- _TASK DESCRIPTION_
Leave out the pictures and copy everything else below exactly.

* Begin SUPPLIED MATERIAL *

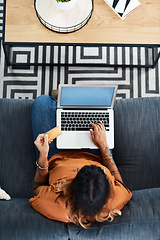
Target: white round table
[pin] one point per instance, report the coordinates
(63, 21)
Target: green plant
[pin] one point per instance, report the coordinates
(63, 0)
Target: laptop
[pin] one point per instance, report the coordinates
(77, 106)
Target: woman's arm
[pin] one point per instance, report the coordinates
(99, 139)
(41, 176)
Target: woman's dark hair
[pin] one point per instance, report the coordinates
(89, 190)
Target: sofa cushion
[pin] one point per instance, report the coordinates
(17, 154)
(140, 220)
(137, 141)
(19, 221)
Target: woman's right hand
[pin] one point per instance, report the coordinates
(98, 135)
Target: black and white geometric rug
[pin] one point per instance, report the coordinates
(30, 82)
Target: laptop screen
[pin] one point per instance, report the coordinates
(87, 96)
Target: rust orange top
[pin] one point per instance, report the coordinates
(63, 168)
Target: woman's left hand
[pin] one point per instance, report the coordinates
(42, 144)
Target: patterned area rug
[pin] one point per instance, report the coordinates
(30, 82)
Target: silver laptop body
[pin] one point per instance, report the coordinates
(77, 106)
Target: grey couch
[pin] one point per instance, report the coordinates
(137, 145)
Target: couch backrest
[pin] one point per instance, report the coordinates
(137, 141)
(17, 154)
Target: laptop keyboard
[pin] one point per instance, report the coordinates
(80, 121)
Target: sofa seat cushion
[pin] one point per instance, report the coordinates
(137, 141)
(140, 220)
(19, 221)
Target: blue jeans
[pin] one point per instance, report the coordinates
(44, 118)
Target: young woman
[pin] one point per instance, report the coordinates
(74, 186)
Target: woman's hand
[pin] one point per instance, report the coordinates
(42, 144)
(98, 135)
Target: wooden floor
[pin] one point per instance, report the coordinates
(141, 27)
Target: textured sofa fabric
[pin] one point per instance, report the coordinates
(137, 138)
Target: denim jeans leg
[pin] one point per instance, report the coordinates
(44, 119)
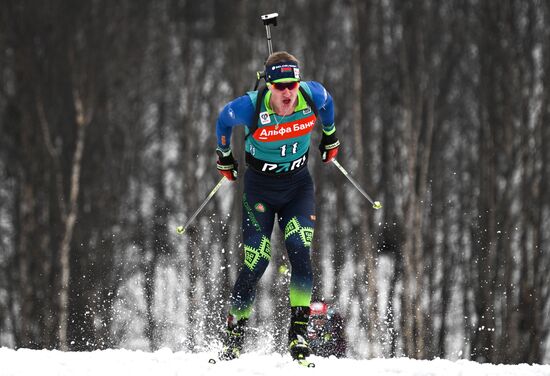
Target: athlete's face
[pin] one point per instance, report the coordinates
(283, 97)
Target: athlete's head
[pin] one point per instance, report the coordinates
(282, 73)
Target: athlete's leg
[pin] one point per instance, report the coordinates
(297, 220)
(258, 219)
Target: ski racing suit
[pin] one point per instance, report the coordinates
(277, 183)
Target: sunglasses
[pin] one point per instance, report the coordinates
(281, 86)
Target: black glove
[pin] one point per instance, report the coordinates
(227, 165)
(329, 147)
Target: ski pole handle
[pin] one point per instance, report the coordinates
(181, 229)
(375, 204)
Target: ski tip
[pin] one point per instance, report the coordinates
(305, 363)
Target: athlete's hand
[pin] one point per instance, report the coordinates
(226, 164)
(329, 147)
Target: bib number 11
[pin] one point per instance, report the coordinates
(293, 149)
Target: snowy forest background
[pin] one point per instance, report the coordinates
(107, 138)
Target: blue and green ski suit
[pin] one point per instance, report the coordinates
(276, 183)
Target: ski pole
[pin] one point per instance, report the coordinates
(181, 229)
(375, 204)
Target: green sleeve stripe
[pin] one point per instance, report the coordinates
(329, 129)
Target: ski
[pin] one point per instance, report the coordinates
(301, 360)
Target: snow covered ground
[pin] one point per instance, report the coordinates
(25, 362)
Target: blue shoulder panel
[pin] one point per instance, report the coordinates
(239, 111)
(323, 101)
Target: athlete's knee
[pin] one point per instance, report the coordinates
(298, 234)
(257, 253)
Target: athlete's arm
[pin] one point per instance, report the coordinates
(240, 111)
(323, 100)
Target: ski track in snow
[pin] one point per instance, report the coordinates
(25, 362)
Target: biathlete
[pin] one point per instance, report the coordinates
(278, 123)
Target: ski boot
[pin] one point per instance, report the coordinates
(297, 335)
(234, 338)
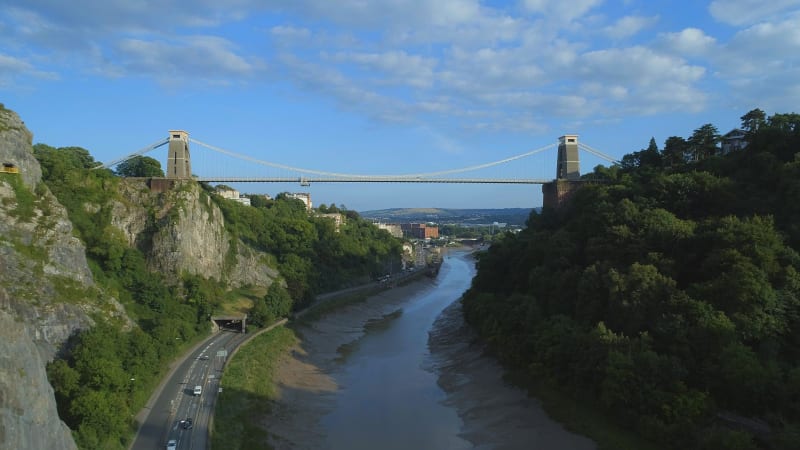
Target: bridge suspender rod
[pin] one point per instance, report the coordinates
(149, 148)
(597, 153)
(345, 175)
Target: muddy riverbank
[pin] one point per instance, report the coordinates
(402, 370)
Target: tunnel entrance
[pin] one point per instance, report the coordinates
(237, 323)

* End SUPPLIED MATERIAL *

- _SOLUTION FOR THIS PROBLEM_
Target: white round table
[pin] one point per instance, report the coordinates
(63, 21)
Target: green plant
[pin] one point per instance, report the coordinates
(63, 0)
Target: laptop
[pin] one point per instance, report the coordinates
(77, 106)
Target: woman's arm
[pin] one point per instance, report the coordinates
(99, 139)
(41, 176)
Target: woman's dark hair
[pin] one point per instance, report the coordinates
(89, 190)
Target: sofa cushion
[pin] one point per instance, report the coordinates
(17, 154)
(140, 220)
(137, 141)
(19, 221)
Target: woman's right hand
[pin] one point per instance, report the coordinates
(98, 135)
Target: black and white geometric rug
[pin] one point per instance, report the coordinates
(30, 82)
Target: laptop screen
[pin] one point per instance, report the coordinates
(87, 96)
Target: rust orange top
[pin] one point per instance, report the coordinates
(63, 168)
Target: woman's left hand
[pin] one point per instance, report the coordinates
(42, 144)
Target: patterned area rug
[pin] one point per instance, report the coordinates
(30, 82)
Target: silver laptop body
[pin] one point per instance, report the coordinates
(77, 106)
Target: grey couch
[pin] one point per instance, report the coordinates
(137, 145)
Target: couch backrest
[pin] one point per instance, report the coordinates
(137, 141)
(17, 154)
Target: laptop keyboard
[pin] one point per instance, report the coordinates
(80, 121)
Target: sofa seat cushion
[pin] one point per instance, report the coordinates
(137, 141)
(140, 220)
(19, 221)
Target: blue jeans
[pin] one point per instance, report the coordinates
(44, 118)
Target: young woman
[pin] one point per instance, report the coordinates
(74, 186)
Target: woman's hand
[pin] one point per instance, report the coordinates
(42, 144)
(98, 135)
Target: wooden floor
[pin] one point per instance, report the coordinates
(141, 27)
Target: textured sofa fabric
[pin] one point per instance, report the coordinates
(137, 138)
Target: denim jeans leg
[pin] one point per instance, report the coordinates
(44, 119)
Target: athlete's face
[pin] one point per instance, report the coordinates
(283, 97)
Target: athlete's head
[pin] one point per instance, report the coordinates
(282, 73)
Target: athlete's leg
[pin] one point per instance, report the coordinates
(297, 220)
(258, 219)
Target: ski racing suit
[pin] one point per instance, report the coordinates
(277, 183)
Target: sunglasses
[pin] one point per instance, report the coordinates
(281, 86)
Target: black glove
[pin] one point per instance, report the coordinates
(227, 165)
(329, 147)
Target: ski pole handle
[pin] one point per instance, report the coordinates
(181, 229)
(375, 204)
Target: ski tip
[pin] one point per instance, report the coordinates
(305, 363)
Target: athlete's hand
[pin] one point per instance, report the coordinates
(226, 164)
(329, 147)
Target: bib number 11
[pin] one point per instance, report the coordinates
(293, 149)
Target: snowy forest background
[pin] one point per instance, report the coordinates
(107, 138)
Target: blue and green ski suit
[pin] one point per instance, report the coordinates
(276, 183)
Target: ski pole
[pin] one point per instance, report the coordinates
(181, 229)
(375, 204)
Target: green sleeve stripe
[pin] one point per instance, report the coordinates
(329, 129)
Target: ski
[pin] one point per instance, report the coordinates
(301, 360)
Target: snow covered ground
[pin] one point per instance, report the coordinates
(25, 362)
Target: blue shoulder panel
[pin] one point per instance, report the coordinates
(239, 111)
(323, 101)
Target: athlete's knee
[pin] one point per instance, report the coordinates
(298, 234)
(257, 253)
Target: athlete's arm
[pin] one point per instance, report the coordinates
(240, 111)
(323, 100)
Target: ski track in snow
[pin] one point per instance, report the coordinates
(25, 362)
Target: biathlete
[pin] one point per instance, report the coordinates
(278, 123)
Target: ski boot
[pin] one point per instance, report the coordinates
(297, 335)
(234, 338)
Target: bridge suspender rod
[pin] one point per instance, report the coordinates
(149, 148)
(597, 153)
(345, 175)
Target: muddy riverbank
[pin] one point per instance, report the coordinates
(402, 370)
Target: tunnel entrance
[pin] one point per instance, report the coordinates
(237, 323)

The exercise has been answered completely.